→ **What to do**:
Please reproduce the records below word for word, starting with the line that contains "# test: identify the dirt" and going on through the line that contains "x=110 y=147", both lines included, and output nothing else.

→ **Stored data**:
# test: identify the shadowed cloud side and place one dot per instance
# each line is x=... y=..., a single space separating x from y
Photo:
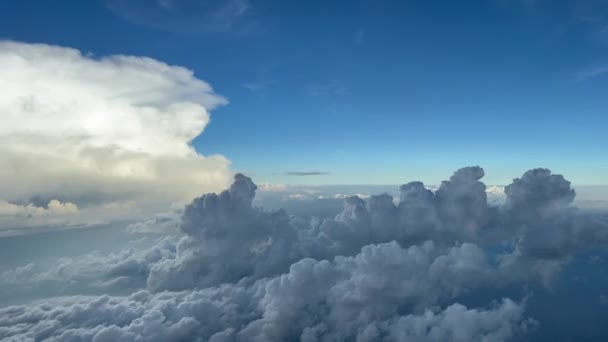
x=372 y=273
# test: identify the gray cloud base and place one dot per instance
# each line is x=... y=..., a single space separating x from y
x=376 y=271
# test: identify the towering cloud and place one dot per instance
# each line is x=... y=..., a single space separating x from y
x=110 y=135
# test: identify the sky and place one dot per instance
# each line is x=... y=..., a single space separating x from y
x=314 y=171
x=367 y=92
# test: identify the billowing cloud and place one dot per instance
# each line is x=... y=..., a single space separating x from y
x=377 y=271
x=111 y=131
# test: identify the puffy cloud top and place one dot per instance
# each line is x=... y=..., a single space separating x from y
x=118 y=123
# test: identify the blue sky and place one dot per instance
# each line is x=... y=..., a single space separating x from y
x=371 y=92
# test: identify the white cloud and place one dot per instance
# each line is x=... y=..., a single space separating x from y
x=102 y=131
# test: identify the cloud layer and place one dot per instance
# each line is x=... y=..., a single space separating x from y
x=377 y=271
x=111 y=133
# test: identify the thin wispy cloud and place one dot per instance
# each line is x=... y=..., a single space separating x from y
x=306 y=173
x=185 y=15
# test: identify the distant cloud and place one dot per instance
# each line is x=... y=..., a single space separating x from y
x=306 y=173
x=184 y=15
x=377 y=270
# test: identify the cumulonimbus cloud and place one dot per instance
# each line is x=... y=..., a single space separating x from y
x=112 y=131
x=377 y=271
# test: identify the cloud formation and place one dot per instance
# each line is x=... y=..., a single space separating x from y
x=377 y=271
x=184 y=15
x=113 y=131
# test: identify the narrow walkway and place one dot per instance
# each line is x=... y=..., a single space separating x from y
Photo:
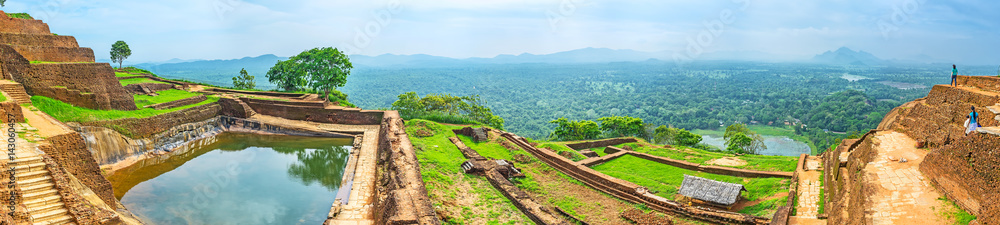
x=902 y=194
x=43 y=202
x=809 y=188
x=359 y=206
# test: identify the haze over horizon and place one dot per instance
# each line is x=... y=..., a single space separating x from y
x=229 y=29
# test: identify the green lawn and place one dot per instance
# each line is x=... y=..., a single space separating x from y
x=440 y=163
x=164 y=96
x=665 y=179
x=754 y=162
x=69 y=113
x=20 y=16
x=120 y=74
x=126 y=82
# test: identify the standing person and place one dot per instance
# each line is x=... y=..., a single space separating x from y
x=973 y=121
x=954 y=75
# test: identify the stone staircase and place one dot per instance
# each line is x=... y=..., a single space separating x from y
x=43 y=201
x=16 y=92
x=992 y=130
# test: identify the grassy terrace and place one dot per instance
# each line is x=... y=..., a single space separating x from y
x=754 y=162
x=126 y=82
x=163 y=97
x=664 y=180
x=70 y=113
x=446 y=184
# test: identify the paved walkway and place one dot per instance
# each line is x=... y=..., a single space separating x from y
x=809 y=189
x=902 y=194
x=358 y=209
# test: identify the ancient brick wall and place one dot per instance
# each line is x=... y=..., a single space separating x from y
x=339 y=116
x=55 y=54
x=233 y=108
x=70 y=152
x=847 y=200
x=82 y=211
x=600 y=143
x=38 y=40
x=939 y=117
x=88 y=78
x=631 y=192
x=137 y=88
x=146 y=127
x=401 y=197
x=262 y=93
x=179 y=103
x=10 y=108
x=989 y=83
x=14 y=25
x=968 y=172
x=20 y=214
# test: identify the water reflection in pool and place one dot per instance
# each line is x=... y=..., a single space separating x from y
x=776 y=145
x=237 y=179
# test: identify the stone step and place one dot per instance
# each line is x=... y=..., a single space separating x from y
x=46 y=207
x=33 y=181
x=32 y=175
x=36 y=187
x=64 y=219
x=32 y=159
x=40 y=194
x=24 y=168
x=994 y=108
x=45 y=217
x=43 y=201
x=989 y=130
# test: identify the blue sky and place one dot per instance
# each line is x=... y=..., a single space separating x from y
x=964 y=31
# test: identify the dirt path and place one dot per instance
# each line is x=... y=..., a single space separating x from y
x=902 y=194
x=809 y=188
x=46 y=126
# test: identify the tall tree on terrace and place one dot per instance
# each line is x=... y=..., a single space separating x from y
x=327 y=68
x=120 y=52
x=287 y=76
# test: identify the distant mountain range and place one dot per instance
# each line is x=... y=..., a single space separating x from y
x=220 y=72
x=844 y=55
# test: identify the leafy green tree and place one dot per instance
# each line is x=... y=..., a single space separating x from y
x=687 y=138
x=327 y=68
x=320 y=69
x=243 y=81
x=287 y=75
x=736 y=137
x=120 y=52
x=621 y=126
x=568 y=130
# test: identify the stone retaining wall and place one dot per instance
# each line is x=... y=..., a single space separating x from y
x=95 y=82
x=16 y=25
x=600 y=143
x=82 y=211
x=10 y=108
x=179 y=103
x=347 y=116
x=401 y=197
x=631 y=192
x=967 y=173
x=137 y=88
x=146 y=127
x=70 y=152
x=55 y=54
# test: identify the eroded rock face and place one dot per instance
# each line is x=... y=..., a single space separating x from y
x=110 y=147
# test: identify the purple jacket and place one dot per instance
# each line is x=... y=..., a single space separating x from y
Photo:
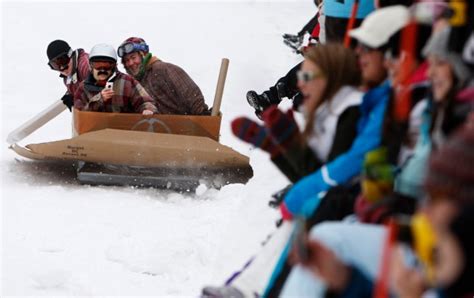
x=80 y=71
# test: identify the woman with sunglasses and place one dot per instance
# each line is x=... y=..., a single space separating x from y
x=73 y=66
x=108 y=90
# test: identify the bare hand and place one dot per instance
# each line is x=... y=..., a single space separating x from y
x=407 y=282
x=323 y=263
x=107 y=94
x=147 y=112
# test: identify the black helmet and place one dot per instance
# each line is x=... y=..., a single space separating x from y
x=57 y=48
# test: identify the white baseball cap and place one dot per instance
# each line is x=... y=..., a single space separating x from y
x=380 y=25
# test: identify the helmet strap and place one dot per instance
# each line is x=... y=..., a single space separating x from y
x=145 y=59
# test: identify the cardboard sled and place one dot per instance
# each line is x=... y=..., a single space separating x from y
x=191 y=125
x=173 y=151
x=124 y=157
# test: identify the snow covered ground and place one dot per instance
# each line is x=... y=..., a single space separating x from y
x=64 y=239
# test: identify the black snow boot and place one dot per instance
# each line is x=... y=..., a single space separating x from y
x=293 y=41
x=221 y=292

→ **Correct answer**:
# test: identify the dirt path and place one dot per instance
# each line is x=... y=..., a single space separating x from y
x=902 y=194
x=809 y=188
x=46 y=126
# test: identify the tall tree on terrace and place one dot per instance
# each line is x=... y=..., a single space separating x from y
x=327 y=68
x=120 y=52
x=287 y=76
# test: identify the distant mountain range and place one dot per instance
# each line is x=... y=..., a single space separating x from y
x=220 y=72
x=844 y=55
# test: identify the leafy green tree and place one dot per instance
# each line is x=... y=..., a single space separating x from y
x=687 y=138
x=327 y=68
x=320 y=69
x=243 y=81
x=287 y=75
x=736 y=137
x=120 y=52
x=621 y=126
x=568 y=130
# test: identify the stone retaining wall and place one dot per instance
# each line is x=... y=..., a single space separating x from y
x=95 y=82
x=16 y=25
x=600 y=143
x=82 y=211
x=10 y=108
x=179 y=103
x=347 y=116
x=401 y=197
x=631 y=192
x=967 y=173
x=137 y=88
x=146 y=127
x=70 y=152
x=55 y=54
# test: identify the eroded rock face and place one dot per instance
# each line is x=... y=..., a single space separating x from y
x=110 y=147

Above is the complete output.